#### Record list
— Begin —

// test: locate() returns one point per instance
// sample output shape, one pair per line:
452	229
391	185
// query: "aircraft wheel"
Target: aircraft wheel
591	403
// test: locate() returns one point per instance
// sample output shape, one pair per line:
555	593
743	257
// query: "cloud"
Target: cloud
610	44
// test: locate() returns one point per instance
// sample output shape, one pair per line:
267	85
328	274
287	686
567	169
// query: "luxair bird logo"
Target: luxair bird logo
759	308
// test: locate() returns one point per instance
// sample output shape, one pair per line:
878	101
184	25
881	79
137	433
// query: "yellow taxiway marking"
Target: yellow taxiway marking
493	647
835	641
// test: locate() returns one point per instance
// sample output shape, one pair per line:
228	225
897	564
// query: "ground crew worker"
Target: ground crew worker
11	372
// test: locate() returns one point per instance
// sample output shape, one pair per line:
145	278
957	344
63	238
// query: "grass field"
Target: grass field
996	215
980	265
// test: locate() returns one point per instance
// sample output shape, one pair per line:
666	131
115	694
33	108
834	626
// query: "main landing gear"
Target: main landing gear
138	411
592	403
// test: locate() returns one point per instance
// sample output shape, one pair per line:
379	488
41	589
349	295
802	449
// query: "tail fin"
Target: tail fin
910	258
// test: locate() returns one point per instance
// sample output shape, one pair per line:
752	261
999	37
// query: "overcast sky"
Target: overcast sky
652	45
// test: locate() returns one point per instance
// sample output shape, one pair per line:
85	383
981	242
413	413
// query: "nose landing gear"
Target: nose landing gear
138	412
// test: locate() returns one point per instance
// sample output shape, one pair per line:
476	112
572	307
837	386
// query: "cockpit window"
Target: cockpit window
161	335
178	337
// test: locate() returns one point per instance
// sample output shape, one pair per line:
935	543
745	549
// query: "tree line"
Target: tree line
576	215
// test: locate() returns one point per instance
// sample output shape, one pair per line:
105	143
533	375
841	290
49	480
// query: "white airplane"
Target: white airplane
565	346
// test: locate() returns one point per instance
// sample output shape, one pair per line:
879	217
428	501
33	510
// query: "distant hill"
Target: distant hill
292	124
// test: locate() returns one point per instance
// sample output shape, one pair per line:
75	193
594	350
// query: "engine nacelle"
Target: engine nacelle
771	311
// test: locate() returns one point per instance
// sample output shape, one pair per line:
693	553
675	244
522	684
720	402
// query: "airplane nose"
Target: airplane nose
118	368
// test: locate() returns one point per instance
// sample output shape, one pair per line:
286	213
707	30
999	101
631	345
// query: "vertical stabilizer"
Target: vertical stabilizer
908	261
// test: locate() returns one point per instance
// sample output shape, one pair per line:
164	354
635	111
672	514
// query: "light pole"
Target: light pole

— End —

#### Short exercise
Report every line in the records above that contains the word "window". Case counts.

#### In response
// query: "cockpit window"
Target: cockpit window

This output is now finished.